_Exercise objective_: How many lines in the records below contain the string "target"? Case counts. Reply with the number only.
* start Material shown *
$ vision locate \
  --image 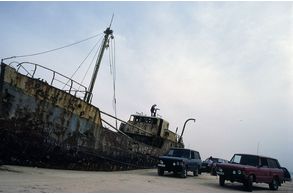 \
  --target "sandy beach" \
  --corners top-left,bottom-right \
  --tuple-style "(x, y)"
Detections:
(0, 165), (293, 193)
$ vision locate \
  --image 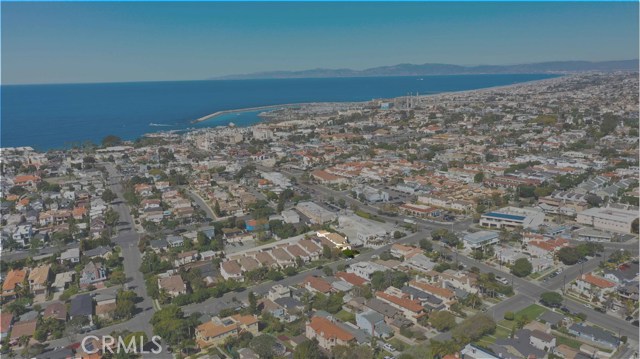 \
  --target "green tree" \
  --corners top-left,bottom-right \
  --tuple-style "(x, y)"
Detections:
(429, 310), (456, 332)
(102, 188), (118, 203)
(248, 291), (258, 314)
(556, 247), (581, 265)
(511, 258), (533, 278)
(102, 135), (122, 147)
(540, 292), (563, 307)
(293, 340), (326, 359)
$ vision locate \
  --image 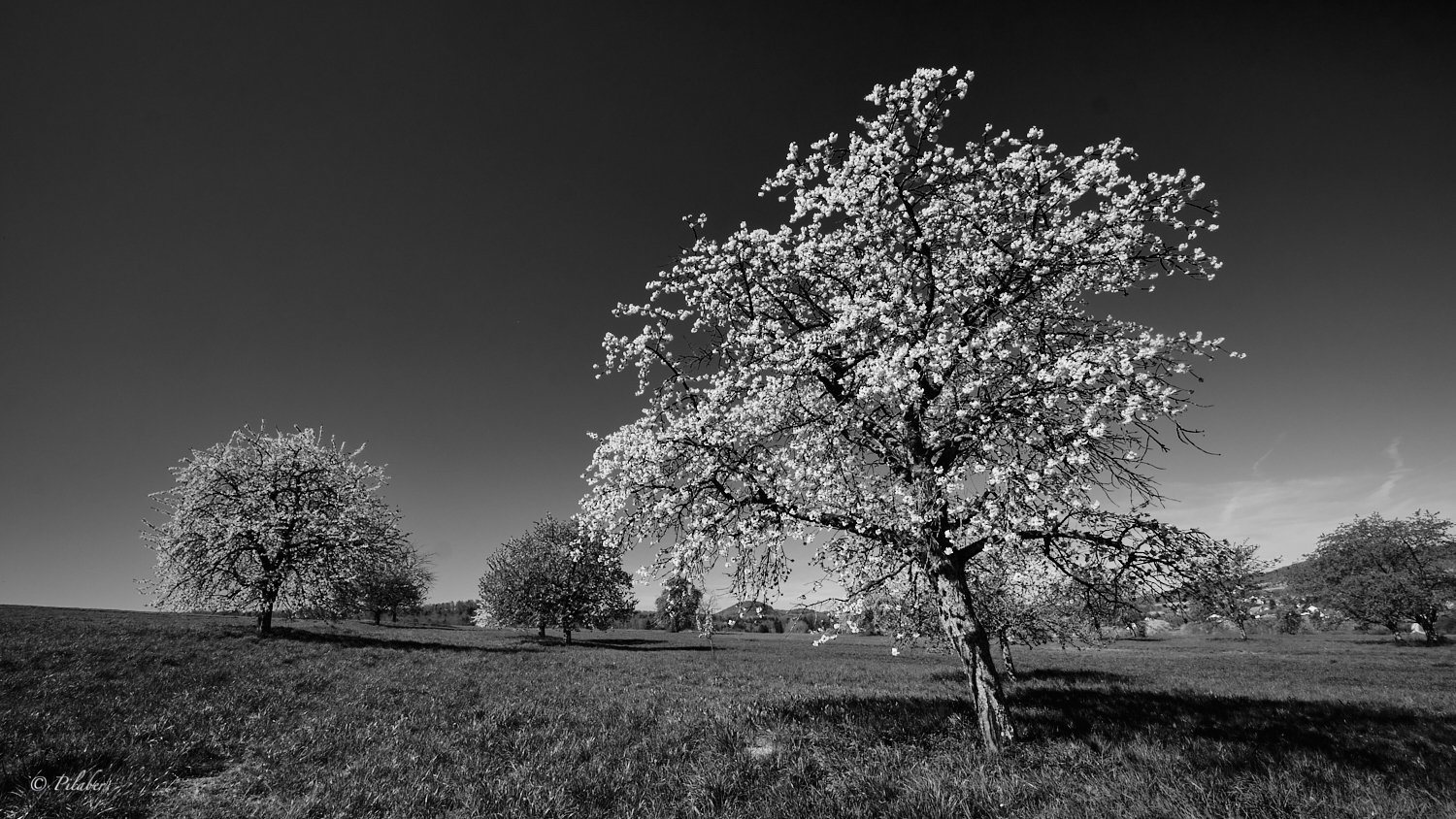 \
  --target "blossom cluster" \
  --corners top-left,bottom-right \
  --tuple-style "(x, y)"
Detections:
(582, 68), (1237, 631)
* end Material shown *
_Task answer_: 3